*Problem details*
Every record that appears below should be transcribed exactly.

*Information given*

::::::::::

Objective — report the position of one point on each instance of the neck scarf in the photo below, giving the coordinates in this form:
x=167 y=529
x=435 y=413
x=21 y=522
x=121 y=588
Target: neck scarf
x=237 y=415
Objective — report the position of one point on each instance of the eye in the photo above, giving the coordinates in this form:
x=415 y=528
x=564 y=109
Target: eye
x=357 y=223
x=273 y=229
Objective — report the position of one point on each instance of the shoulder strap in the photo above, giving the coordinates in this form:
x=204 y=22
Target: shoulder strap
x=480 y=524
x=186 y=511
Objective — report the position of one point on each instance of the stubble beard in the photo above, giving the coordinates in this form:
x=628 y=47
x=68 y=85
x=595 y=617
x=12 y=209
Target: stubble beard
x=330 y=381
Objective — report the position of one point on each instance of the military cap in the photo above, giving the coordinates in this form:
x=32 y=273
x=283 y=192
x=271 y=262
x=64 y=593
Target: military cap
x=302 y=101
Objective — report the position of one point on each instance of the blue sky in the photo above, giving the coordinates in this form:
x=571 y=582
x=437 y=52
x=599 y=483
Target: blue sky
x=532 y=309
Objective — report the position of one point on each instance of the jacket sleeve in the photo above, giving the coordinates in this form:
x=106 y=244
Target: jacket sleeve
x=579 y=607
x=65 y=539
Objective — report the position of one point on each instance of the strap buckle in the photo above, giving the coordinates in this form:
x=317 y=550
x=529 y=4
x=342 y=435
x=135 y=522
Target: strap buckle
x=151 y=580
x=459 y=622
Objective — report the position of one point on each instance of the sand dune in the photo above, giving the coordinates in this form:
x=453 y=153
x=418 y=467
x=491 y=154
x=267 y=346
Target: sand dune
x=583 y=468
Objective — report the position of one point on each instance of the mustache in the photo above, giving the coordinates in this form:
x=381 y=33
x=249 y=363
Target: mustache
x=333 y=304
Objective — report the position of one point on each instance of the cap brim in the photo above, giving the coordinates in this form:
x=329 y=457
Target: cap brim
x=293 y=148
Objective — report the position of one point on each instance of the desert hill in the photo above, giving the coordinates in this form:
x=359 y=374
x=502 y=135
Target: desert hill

::::::::::

*Solution*
Objective — report the position of one point on each instance of the neck scarf in the photo below, giving the coordinates in this form:
x=167 y=529
x=435 y=413
x=21 y=522
x=121 y=588
Target: neck scarf
x=237 y=415
Objective — report the position of one point on each instance of the eye in the photo above, giving the coordinates in this form:
x=415 y=528
x=564 y=109
Target: eye
x=357 y=223
x=273 y=229
Objective — report the position of one point on each instance of the shoulder strap in the photo above, giving the coordinates in this form:
x=204 y=22
Target: shoulder strap
x=480 y=524
x=186 y=511
Objective — report the position of one point on each instance of the stubble beard in the photo above, giving the coordinates in this form:
x=628 y=47
x=68 y=85
x=595 y=617
x=12 y=209
Target: stubble beard
x=330 y=381
Objective — report the position of one point on each instance of the military cap in the photo above, giving the coordinates in this form:
x=32 y=273
x=283 y=192
x=271 y=262
x=64 y=593
Target: military cap
x=302 y=101
Objective — report the position of one point on each instance of the blue sky in the photo above, giving the coordinates in this form:
x=571 y=582
x=437 y=52
x=599 y=483
Target: blue sky
x=532 y=309
Objective — report the position of one point on each instance of the jacket sleeve in the photo above, giving the coordinates in this form:
x=106 y=244
Target: jacket sleeve
x=579 y=607
x=65 y=539
Objective — report the position of one point on each instance of the strap buckle in the photo above, giving the coordinates in this form:
x=317 y=550
x=529 y=4
x=342 y=435
x=135 y=522
Target: strap buckle
x=151 y=580
x=459 y=622
Objective — report the position of one point on each instance of the sand dune in the photo above, giving the coordinates in this form:
x=453 y=153
x=418 y=467
x=491 y=154
x=267 y=346
Target: sand dune
x=583 y=468
Objective — report the position of one point on each instance of the mustache in the photo above, giving the coordinates in this form:
x=381 y=33
x=249 y=363
Target: mustache
x=333 y=304
Objective — report the position of one point on each instance of the cap brim in the photo above, giving the coordinates in this form:
x=329 y=457
Target: cap brim
x=293 y=148
Objective — report the position of one point on each instance of the desert hill in the photo above, giving the coordinates in this form:
x=359 y=374
x=502 y=135
Target: desert hill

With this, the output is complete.